Sully, le château à multiples cartes

Ce n’est pas parce que la magnifique bâtisse affiche près de dix siècles d’histoire, que l’ensemble du château de Sully reste figé dans le temps. Bien au contraire. Sa propriétaire, la duchesse de Magenta fait preuve d’une énergie débordante pour tester, réinventer, faire évoluer le lieu et ses cultures.
« Dans la famille de mon mari, ils disaient toujours qu’un si grand domaine ne pouvait pas aller sans une ferme ». Aussi, fidèle à ce principe même après le décès du duc en 2002, sa femme a tout fait pour conserver l’ensemble.
Et ce n’était pas une mince affaire. En fait, la gestion du château de Sully est articulée autour de trois pôles : la partie exploitation agricole (260 ha), le domaine viticole (situé non loin, en Côte-d’Or, à Chassagne-Montrachet) et la partie touristique. Ce n’est donc pas le travail qui manque.
Mais d’un courage sans limite et armée d’une patience infinie, la duchesse de Magenta a tout fait pour respecter la volonté familiale, et jusqu’à présent avec succès.

Plus de 200 pensionnaires

« Cela n’a pas toujours été facile », avoue-t-elle cependant. Au début, elle avait repris seule la gestion de l’exploitation avant de la confier à un couple de fermiers. Mais ceux-ci ont eu la possibilité de s’installer dans leur propre ferme et sont repartis en Champagne au bout de huit ans. Il y a quatre ans environ, la duchesse se retrouve donc à nouveau à la tête de l’ensemble du domaine et de sa centaine de bovins allaitants. « Mais toute la période de vêlage était compliquée à gérer seule. Je voulais donc travailler différemment, sans la contrainte de l’élevage ».
Ainsi, aidée de Sophie Mobillion, conseillère entreprise à la chambre d’agriculture, c’est une mise à plat complète de la conduite du domaine qui est opérée. Et des choix s’imposent…
Sur les 260 ha de la propriété, 190 sont dédiés aux pâtures. « Nous ne prenons plus désormais que des génisses en pension, d’avril à octobre ». Ainsi, cinq à six éleveurs placent entre 200 à 240 animaux chaque année sur les prairies, gérées en pâturage tournant. Pendant les six mois de présence, la duchesse confie l’essentiel de la gestion des troupeaux à un jeune. « Je ne gagne pas d’argent sur cette partie-là, mais je n’en perds pas non plus et les parcelles sont mieux entretenues ».

Consigne: Mettez à jour le texte sur le château de Sully, de « Sully, le château » jusqu'à « pour conserver l’ensemble. » compris, en remplaçant « bâtisse » par « demeure ».

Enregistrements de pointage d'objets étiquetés
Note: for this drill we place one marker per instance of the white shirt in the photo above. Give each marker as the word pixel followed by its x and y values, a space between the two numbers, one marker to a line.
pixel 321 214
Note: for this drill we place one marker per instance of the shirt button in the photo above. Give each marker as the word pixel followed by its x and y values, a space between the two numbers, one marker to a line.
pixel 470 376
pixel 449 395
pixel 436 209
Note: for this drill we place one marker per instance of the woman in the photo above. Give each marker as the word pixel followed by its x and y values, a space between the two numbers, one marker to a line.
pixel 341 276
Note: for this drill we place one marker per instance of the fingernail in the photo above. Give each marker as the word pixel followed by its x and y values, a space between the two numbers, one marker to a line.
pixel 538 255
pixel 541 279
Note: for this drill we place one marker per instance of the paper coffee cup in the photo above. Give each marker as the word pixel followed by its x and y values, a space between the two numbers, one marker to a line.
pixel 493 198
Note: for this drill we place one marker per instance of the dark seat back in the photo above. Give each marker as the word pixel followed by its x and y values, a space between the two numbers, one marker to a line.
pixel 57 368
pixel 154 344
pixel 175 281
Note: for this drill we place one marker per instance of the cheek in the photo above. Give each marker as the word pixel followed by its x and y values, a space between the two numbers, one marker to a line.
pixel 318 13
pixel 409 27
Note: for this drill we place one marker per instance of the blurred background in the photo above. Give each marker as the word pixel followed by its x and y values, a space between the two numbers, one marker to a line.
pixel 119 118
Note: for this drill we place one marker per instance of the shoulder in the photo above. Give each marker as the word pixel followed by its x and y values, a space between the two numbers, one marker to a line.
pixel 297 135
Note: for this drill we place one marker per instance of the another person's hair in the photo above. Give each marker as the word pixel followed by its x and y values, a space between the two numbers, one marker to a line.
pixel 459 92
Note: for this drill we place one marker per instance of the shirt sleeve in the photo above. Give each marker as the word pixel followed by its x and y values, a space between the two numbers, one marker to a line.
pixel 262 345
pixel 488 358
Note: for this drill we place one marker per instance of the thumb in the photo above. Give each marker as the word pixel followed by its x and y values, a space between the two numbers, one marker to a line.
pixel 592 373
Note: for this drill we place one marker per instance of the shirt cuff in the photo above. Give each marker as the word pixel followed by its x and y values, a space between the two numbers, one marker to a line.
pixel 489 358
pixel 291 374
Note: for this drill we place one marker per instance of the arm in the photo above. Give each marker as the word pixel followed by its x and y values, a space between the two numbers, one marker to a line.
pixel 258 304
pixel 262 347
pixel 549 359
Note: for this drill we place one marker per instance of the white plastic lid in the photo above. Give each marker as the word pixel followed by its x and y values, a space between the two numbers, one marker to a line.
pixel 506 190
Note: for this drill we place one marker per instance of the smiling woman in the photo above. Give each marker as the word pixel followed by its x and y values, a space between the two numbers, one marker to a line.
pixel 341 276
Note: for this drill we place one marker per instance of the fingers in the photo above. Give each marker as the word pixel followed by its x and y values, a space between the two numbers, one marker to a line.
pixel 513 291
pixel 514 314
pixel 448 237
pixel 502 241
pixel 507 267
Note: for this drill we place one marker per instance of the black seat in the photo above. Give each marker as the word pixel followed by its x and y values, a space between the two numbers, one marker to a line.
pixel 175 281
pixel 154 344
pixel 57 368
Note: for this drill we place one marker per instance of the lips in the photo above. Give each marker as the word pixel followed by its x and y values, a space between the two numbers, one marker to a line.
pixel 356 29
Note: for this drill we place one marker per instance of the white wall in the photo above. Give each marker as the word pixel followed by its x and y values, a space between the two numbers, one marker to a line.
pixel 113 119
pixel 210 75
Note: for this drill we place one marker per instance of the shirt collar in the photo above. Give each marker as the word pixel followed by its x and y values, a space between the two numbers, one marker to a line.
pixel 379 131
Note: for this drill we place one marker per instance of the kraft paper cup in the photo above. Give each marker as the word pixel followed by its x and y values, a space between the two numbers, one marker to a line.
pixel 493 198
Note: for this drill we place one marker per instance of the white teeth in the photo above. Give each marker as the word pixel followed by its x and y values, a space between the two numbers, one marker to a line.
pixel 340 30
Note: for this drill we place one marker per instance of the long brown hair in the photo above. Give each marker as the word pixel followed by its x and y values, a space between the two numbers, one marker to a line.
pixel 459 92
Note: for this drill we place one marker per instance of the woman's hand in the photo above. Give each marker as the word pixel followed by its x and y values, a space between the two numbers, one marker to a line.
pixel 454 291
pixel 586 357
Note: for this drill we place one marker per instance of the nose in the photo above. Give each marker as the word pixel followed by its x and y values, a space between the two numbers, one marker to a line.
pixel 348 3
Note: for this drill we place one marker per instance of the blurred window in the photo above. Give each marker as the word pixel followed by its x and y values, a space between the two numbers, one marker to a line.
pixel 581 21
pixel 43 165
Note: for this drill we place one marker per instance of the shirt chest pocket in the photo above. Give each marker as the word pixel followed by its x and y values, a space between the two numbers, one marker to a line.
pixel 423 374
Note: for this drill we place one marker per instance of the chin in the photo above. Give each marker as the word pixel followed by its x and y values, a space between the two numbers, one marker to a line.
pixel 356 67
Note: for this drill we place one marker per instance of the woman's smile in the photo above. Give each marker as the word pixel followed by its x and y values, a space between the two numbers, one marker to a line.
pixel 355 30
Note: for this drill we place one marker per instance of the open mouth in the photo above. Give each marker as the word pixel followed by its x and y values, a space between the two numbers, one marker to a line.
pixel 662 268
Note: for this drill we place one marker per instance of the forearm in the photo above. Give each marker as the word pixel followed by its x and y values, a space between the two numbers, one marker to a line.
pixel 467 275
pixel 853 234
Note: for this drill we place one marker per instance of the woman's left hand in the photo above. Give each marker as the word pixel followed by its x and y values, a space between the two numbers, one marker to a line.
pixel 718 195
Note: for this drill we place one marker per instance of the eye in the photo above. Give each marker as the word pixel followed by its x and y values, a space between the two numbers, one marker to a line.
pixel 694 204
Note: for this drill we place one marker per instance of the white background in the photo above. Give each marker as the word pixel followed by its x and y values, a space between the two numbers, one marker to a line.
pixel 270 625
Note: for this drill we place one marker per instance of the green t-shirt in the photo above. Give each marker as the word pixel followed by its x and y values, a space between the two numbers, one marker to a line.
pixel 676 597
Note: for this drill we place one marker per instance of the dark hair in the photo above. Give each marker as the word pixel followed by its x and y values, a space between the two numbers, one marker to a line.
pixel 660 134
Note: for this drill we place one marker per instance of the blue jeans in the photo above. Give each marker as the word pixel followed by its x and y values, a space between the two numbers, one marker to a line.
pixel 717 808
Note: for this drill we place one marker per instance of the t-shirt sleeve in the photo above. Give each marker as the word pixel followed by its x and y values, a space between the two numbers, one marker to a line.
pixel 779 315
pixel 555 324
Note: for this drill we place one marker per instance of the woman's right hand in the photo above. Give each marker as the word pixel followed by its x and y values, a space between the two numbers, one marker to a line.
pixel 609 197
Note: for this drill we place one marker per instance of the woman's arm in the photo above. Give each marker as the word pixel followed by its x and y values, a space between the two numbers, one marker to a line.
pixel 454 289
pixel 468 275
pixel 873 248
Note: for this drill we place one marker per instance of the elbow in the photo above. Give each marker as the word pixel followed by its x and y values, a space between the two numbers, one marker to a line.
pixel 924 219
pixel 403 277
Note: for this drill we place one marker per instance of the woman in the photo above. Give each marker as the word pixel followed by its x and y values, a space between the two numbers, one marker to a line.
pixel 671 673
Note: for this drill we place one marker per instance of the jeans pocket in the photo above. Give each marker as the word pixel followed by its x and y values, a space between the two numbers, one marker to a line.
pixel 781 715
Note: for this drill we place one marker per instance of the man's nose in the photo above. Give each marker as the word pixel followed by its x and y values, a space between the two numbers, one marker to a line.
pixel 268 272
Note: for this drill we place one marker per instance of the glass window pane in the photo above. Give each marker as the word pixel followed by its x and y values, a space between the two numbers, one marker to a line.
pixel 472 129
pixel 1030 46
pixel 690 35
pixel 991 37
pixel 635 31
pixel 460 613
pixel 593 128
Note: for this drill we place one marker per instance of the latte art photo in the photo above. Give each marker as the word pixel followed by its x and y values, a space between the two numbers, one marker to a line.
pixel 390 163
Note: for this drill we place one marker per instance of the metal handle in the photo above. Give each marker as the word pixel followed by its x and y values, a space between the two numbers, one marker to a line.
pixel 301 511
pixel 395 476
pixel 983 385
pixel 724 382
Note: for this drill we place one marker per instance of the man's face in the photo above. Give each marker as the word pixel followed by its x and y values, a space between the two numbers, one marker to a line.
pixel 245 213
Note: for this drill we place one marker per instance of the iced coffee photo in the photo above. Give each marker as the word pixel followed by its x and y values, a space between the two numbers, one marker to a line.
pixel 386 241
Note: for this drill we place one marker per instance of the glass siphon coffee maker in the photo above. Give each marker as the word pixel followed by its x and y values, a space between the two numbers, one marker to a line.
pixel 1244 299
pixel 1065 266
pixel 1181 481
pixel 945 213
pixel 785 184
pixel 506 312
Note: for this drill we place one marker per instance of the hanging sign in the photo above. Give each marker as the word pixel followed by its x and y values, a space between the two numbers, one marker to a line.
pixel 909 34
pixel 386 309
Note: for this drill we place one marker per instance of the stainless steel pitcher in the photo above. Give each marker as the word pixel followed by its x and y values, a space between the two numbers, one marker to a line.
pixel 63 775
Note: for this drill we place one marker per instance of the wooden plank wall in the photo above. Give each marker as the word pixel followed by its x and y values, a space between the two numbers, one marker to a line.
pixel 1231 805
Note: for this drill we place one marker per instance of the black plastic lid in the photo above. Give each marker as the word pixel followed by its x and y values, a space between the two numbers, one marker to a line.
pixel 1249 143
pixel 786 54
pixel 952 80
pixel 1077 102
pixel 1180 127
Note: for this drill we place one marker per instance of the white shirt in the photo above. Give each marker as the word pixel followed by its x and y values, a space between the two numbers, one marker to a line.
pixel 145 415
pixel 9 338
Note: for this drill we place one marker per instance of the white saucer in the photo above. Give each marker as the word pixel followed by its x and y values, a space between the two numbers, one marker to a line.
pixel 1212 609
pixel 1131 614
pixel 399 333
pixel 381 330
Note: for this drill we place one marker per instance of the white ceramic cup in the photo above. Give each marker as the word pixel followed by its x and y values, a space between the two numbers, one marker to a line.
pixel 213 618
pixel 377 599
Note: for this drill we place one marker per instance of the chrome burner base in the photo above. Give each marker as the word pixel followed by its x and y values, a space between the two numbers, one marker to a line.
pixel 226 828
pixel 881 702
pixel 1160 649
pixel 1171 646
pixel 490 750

Corrigé:
Sully, le château à multiples cartes

Ce n’est pas parce que la magnifique demeure affiche près de dix siècles d’histoire, que l’ensemble du château de Sully reste figé dans le temps. Bien au contraire. Sa propriétaire, la duchesse de Magenta fait preuve d’une énergie débordante pour tester, réinventer, faire évoluer le lieu et ses cultures.
« Dans la famille de mon mari, ils disaient toujours qu’un si grand domaine ne pouvait pas aller sans une ferme ». Aussi, fidèle à ce principe même après le décès du duc en 2002, sa femme a tout fait pour conserver l’ensemble.